• [Opdracht]
Neem de lijst hieronder opnieuw over en vervang daarin overal "retail-shelf audit" door "inventory check". Laat al het andere zoals het is.

• [Te gebruiken gegevens]
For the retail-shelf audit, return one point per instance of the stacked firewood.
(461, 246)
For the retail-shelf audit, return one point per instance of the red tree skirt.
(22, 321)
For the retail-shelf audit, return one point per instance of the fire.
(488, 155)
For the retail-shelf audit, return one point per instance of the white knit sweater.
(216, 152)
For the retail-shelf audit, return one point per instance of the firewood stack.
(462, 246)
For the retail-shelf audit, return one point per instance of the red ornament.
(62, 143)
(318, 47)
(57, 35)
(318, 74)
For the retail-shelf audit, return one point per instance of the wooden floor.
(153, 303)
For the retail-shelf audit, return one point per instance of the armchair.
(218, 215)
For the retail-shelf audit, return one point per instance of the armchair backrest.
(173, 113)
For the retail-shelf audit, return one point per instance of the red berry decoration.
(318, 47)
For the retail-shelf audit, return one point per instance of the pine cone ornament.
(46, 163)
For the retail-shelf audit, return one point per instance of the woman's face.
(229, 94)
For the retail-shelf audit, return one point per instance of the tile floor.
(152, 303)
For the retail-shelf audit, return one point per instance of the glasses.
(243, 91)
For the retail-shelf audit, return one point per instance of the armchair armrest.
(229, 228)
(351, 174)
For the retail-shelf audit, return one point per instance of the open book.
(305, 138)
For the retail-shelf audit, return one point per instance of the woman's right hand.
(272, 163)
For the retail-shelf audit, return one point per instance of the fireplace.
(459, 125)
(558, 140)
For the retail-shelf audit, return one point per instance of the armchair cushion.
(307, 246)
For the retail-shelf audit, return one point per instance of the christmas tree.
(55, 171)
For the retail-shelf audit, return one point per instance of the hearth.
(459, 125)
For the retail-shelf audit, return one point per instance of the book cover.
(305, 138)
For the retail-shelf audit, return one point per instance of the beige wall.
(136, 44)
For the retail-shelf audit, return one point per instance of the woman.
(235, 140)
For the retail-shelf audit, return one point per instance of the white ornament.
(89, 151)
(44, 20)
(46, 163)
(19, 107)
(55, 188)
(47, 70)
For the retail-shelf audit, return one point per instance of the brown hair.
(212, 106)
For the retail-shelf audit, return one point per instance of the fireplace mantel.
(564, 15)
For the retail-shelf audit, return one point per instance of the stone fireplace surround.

• [Antwoord]
For the inventory check, return one point per instance of the stacked firewood.
(461, 246)
For the inventory check, return one point per instance of the red tree skirt.
(22, 321)
For the inventory check, return one point per instance of the fire.
(488, 155)
For the inventory check, return one point per instance of the white knit sweater.
(216, 152)
For the inventory check, return one point per instance of the firewood stack.
(462, 246)
For the inventory check, return one point per instance of the red ornament.
(62, 143)
(318, 47)
(57, 35)
(318, 74)
For the inventory check, return one point per instance of the wooden floor.
(153, 303)
For the inventory check, return one point per instance of the armchair.
(218, 215)
For the inventory check, return one point per instance of the armchair backrest.
(173, 113)
For the inventory check, return one point per instance of the red berry decoration.
(318, 47)
For the inventory check, return one point per instance of the pine cone ornament.
(46, 163)
For the inventory check, return one point per instance of the woman's face.
(229, 94)
For the inventory check, return one point per instance of the tile floor.
(152, 303)
For the inventory check, return one point per instance of the glasses.
(243, 91)
For the inventory check, return one point per instance of the armchair armrest.
(229, 228)
(351, 174)
For the inventory check, return one point per instance of the open book.
(305, 138)
For the inventory check, return one point per instance of the woman's right hand.
(272, 163)
For the inventory check, return one point per instance of the fireplace.
(459, 125)
(558, 140)
For the inventory check, return one point per instance of the armchair cushion.
(307, 246)
For the inventory check, return one point per instance of the christmas tree.
(55, 171)
For the inventory check, return one point per instance of the hearth.
(459, 125)
For the inventory check, return one point per instance of the book cover.
(305, 138)
For the inventory check, return one point per instance of the beige wall.
(136, 44)
For the inventory check, return one point per instance of the woman.
(235, 140)
For the inventory check, return one point per instance of the white ornament.
(89, 151)
(44, 20)
(46, 163)
(19, 107)
(55, 188)
(47, 70)
For the inventory check, return one point per instance of the brown hair.
(212, 106)
For the inventory check, return one point per instance of the fireplace mantel.
(564, 15)
For the inventory check, return one point per instance of the stone fireplace surround.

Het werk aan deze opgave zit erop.